* **Instructions to follow**
Copy the data from the line containing "indicate the purple baseball jersey, one" through the end, including each request line. In the answers, multiply every point coordinate by 1.8 and round to whole numbers with halves rounded up, leaving the numbers in the requests and their sample formats unchanged.
╭─ Material to process
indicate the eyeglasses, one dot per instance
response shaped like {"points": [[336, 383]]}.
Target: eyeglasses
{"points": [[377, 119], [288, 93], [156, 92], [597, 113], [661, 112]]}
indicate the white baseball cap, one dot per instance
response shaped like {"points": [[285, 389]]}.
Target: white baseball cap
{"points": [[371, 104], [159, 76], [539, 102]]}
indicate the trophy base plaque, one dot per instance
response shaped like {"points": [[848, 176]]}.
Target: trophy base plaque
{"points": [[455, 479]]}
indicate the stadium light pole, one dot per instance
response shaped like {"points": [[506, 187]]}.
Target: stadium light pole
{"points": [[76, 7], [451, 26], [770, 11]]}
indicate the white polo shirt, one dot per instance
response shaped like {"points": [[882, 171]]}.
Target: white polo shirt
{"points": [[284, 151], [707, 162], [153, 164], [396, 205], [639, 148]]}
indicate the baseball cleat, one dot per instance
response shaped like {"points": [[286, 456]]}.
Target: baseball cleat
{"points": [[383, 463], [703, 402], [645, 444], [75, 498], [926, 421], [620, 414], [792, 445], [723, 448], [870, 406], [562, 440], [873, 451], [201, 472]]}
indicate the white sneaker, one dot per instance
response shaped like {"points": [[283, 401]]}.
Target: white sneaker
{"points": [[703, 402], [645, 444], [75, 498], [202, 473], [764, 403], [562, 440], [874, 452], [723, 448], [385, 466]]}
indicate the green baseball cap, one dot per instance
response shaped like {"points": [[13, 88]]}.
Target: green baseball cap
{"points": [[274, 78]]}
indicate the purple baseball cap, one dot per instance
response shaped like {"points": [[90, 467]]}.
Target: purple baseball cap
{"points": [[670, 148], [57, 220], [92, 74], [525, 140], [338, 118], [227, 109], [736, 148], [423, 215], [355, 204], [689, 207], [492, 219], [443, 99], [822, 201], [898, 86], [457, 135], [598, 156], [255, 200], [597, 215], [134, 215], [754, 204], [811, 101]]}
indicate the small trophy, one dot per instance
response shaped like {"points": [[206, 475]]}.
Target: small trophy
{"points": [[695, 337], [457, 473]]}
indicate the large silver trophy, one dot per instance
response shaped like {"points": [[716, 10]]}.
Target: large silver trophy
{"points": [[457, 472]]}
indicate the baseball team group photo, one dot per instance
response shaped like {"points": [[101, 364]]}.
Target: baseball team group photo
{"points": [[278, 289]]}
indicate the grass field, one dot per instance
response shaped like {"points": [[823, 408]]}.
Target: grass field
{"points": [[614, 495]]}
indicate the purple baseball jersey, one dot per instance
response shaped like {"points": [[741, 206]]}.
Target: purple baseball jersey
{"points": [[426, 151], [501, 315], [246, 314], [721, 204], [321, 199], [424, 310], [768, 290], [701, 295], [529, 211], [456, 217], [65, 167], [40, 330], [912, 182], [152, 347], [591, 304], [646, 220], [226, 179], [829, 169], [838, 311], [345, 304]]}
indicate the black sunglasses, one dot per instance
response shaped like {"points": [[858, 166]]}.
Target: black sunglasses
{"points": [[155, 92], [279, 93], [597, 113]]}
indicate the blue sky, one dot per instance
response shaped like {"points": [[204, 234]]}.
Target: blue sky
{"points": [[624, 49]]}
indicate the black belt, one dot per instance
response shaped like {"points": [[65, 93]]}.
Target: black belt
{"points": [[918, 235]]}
╰─
* **The response**
indicate the purple baseball jersey, one dot per instance
response shaped like {"points": [[741, 206]]}.
Target: purple baseball jersey
{"points": [[767, 272], [902, 567], [443, 565], [1298, 367], [578, 358], [763, 558], [1382, 522], [1262, 531], [952, 380], [821, 391], [117, 301], [72, 594], [1642, 328], [274, 625], [1064, 547], [1163, 396], [407, 322], [1492, 304], [1508, 560], [621, 547]]}
indicate the black sunglasses, one dot per instance
response shaped like {"points": [[858, 166]]}.
Target: black sunglasses
{"points": [[279, 166], [502, 167], [1075, 203]]}
indicate the blue sky, one dot per instance
response shaped like {"points": [[204, 234]]}.
Target: blue sky
{"points": [[1123, 88]]}
indicate the black belt, one dot per instance
response shaped like {"points": [[65, 93]]}.
Target: black belt
{"points": [[1652, 423]]}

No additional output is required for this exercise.